■ **WHAT IS EXPECTED**
Please give back, word for word, only the lines starting at the one containing "for every instance of the player's face, set" and ending at the one containing "for every instance of the white net, set" within the material below.

■ **INFORMATION GIVEN**
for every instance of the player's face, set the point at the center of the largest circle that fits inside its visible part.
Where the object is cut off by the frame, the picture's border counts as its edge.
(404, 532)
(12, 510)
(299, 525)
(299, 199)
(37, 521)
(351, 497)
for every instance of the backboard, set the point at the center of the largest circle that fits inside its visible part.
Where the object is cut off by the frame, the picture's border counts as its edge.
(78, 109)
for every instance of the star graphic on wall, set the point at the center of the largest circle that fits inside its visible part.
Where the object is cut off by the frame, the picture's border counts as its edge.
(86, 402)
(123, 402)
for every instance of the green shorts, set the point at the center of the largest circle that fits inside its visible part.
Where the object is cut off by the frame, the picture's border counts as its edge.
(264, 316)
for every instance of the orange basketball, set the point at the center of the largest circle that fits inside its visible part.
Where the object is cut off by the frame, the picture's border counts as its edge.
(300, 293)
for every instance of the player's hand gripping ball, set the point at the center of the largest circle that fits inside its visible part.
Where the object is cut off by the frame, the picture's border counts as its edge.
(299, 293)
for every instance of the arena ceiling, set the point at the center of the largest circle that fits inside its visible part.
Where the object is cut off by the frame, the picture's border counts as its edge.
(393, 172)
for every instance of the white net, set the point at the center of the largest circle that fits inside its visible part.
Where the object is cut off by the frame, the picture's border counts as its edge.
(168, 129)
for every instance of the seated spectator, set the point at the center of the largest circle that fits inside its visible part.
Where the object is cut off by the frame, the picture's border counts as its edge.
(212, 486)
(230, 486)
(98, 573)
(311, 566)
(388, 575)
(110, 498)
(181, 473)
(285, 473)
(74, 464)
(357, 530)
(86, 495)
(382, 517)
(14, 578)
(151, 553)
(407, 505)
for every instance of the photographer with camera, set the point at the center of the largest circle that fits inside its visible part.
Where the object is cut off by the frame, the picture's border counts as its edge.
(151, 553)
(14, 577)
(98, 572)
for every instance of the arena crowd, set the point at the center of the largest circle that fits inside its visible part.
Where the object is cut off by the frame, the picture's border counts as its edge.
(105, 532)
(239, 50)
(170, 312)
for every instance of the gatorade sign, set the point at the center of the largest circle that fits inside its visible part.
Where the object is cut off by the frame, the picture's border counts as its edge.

--

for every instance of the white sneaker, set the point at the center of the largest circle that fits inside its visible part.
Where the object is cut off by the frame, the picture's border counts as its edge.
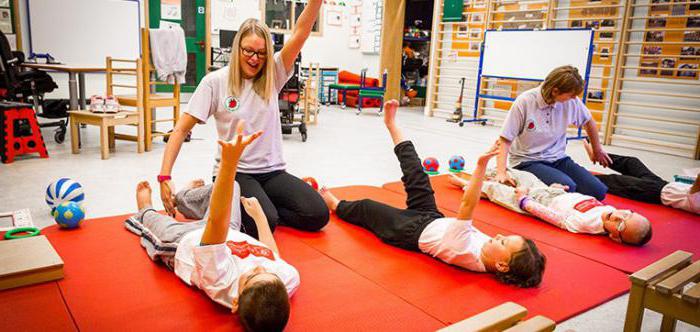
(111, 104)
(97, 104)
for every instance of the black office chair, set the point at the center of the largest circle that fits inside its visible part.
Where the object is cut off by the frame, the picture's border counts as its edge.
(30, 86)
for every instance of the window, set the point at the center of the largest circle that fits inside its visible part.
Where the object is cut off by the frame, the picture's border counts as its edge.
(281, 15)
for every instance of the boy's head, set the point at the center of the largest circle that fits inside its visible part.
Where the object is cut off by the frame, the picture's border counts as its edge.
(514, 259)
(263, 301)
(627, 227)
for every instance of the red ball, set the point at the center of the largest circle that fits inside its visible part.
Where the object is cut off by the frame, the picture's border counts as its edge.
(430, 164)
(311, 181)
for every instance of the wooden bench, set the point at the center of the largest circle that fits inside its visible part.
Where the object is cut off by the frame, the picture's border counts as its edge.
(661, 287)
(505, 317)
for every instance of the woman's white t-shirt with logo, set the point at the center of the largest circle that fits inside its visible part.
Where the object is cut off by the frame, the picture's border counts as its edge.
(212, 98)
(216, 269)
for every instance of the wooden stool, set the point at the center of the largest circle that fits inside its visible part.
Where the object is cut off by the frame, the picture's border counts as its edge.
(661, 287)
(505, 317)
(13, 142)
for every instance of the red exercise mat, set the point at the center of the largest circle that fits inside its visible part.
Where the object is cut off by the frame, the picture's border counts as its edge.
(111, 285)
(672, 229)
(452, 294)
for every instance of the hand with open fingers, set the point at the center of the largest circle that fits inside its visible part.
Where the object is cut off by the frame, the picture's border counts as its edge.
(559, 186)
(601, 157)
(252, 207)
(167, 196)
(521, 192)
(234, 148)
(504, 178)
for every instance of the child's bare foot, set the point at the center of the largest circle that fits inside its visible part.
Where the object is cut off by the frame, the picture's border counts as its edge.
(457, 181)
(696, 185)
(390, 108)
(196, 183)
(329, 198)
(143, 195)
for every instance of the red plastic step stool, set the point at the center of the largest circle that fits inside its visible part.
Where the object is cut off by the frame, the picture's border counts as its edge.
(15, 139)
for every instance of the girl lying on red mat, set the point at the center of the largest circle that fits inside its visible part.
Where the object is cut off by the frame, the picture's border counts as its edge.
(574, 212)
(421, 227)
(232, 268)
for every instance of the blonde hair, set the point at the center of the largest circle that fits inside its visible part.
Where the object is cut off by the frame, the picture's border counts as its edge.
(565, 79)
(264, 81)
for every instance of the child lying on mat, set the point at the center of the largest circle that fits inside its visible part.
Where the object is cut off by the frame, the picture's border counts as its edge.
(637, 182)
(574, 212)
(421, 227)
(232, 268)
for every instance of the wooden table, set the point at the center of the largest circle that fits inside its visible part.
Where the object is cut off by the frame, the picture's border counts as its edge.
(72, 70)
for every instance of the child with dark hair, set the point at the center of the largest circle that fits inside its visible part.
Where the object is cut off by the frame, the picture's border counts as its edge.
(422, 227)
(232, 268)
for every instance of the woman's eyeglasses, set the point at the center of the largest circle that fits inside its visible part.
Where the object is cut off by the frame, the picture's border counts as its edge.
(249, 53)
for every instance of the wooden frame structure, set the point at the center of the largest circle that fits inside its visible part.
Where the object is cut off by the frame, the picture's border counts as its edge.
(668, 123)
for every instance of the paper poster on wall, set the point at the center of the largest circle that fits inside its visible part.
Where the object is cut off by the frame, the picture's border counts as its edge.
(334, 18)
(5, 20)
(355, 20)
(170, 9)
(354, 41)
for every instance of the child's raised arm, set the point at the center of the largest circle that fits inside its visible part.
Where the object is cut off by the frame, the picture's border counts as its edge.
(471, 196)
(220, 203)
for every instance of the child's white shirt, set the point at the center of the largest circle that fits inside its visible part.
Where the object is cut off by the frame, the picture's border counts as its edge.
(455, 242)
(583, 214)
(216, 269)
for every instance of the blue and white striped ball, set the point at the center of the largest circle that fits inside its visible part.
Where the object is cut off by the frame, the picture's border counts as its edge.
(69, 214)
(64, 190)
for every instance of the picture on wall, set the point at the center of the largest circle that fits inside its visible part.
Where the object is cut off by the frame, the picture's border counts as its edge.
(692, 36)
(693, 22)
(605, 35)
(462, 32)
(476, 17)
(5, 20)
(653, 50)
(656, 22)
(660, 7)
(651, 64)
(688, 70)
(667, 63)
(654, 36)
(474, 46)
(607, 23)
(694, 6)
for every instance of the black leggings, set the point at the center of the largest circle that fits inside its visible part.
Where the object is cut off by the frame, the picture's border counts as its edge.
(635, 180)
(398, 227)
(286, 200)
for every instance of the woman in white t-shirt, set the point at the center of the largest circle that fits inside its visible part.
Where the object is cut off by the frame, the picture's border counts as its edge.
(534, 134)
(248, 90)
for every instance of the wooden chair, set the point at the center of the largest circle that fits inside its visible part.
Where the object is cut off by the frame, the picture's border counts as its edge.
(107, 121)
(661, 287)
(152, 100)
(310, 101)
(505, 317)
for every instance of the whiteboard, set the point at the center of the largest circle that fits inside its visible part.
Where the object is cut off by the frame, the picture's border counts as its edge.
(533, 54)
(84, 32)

==

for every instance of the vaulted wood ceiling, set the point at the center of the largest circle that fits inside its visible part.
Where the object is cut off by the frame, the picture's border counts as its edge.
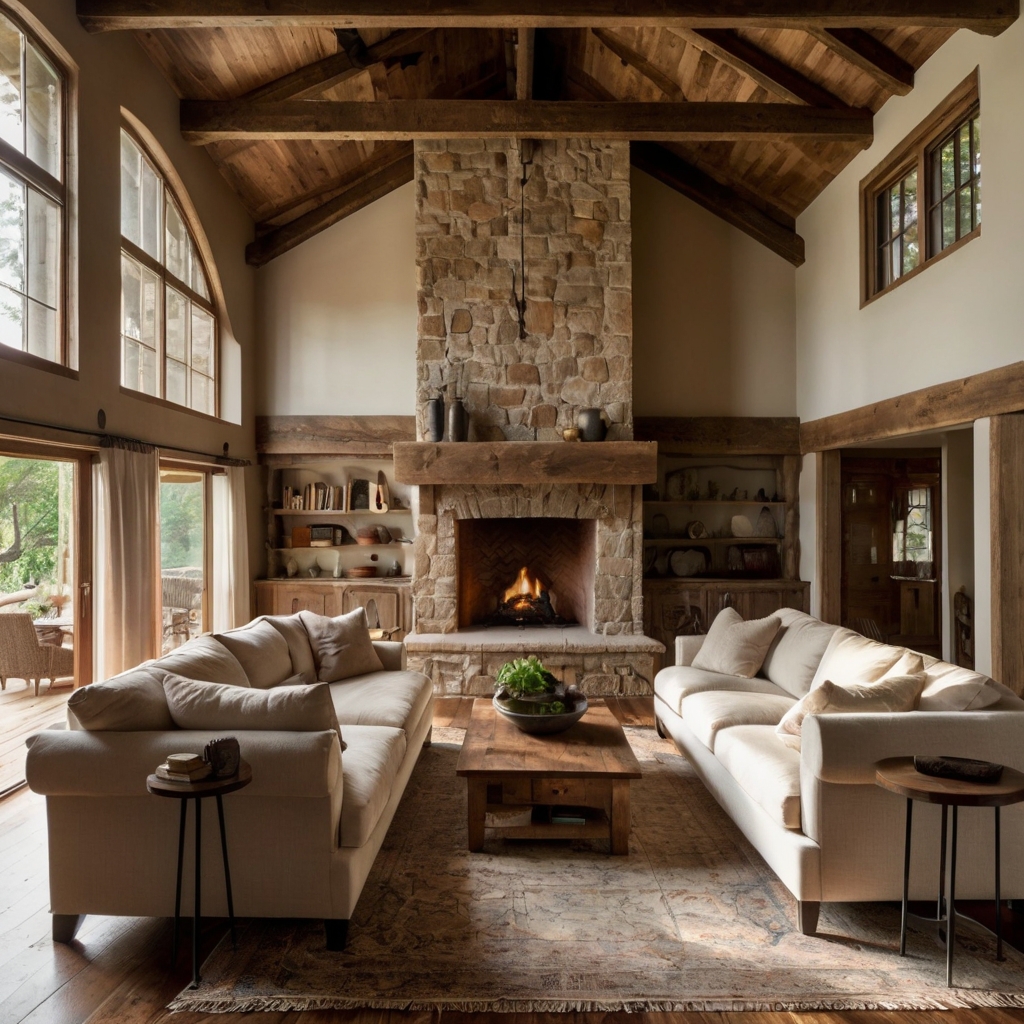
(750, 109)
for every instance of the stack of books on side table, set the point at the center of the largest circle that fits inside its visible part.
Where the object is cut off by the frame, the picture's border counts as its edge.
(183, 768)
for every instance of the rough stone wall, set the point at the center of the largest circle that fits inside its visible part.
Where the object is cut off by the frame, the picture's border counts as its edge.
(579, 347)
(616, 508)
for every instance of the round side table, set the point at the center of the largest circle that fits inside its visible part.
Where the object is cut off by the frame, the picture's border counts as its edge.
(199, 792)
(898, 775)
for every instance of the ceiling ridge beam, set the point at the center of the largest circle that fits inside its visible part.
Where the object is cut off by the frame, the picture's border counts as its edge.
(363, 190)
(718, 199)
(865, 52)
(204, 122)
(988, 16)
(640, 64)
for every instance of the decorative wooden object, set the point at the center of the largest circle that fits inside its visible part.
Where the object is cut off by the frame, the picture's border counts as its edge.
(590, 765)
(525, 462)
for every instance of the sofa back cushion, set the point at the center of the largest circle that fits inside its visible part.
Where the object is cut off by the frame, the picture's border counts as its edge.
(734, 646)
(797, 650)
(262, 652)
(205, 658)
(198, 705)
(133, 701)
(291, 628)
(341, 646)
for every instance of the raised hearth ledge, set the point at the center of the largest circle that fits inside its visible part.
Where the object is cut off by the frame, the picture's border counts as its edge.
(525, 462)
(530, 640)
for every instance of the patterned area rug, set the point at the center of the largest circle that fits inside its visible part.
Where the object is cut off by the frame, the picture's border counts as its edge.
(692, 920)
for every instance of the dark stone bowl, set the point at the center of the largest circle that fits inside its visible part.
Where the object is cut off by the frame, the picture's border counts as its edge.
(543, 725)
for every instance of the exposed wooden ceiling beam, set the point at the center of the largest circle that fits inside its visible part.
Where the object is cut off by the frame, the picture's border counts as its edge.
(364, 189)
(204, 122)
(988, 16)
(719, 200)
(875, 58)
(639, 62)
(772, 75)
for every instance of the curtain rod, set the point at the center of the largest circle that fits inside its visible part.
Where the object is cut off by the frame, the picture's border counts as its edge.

■ **REPLY TO THE TASK**
for every instance of the player's face, set the point at the center of the largest circle that fits inside its visible part.
Where the object is cut off by the frame, the picture's border counts as its edge.
(404, 532)
(12, 510)
(299, 525)
(299, 199)
(37, 521)
(351, 497)
for every instance of the backboard, set the point at the center of the largest circle that fits inside its visible part.
Where the object is cut off by the frame, the picture's border counts as its edge.
(78, 109)
for every instance of the star graphic on wall, set the point at the center of the largest circle that fits inside its visible part.
Where the object is cut off by the frame, the picture's border counts as its edge.
(86, 402)
(123, 402)
for every instance of the green shorts, set the point at the center of the largest circle that fits inside its visible part.
Where the object is cut off by the frame, the picture's border counts as its edge.
(264, 316)
for every instance of the orange basketball, set the point at the center of the largest circle that fits inside its visible part.
Where the object is cut off by the frame, the picture's border counts as its edge.
(300, 293)
for every instance of the player's hand gripping ball, set the point at the center of the largest circle that fits inside its visible part.
Where the object is cut off by the frame, the picture's border counts as its edge.
(299, 293)
for every instance of the arena ceiling, set the point at the center of the largest circle that fits inside its visible part.
Where the object is cut off by the frame, the picture's border counts as its edge.
(393, 172)
for every instance of the white net, set the point at the center of the largest circle that fits inside its visible part.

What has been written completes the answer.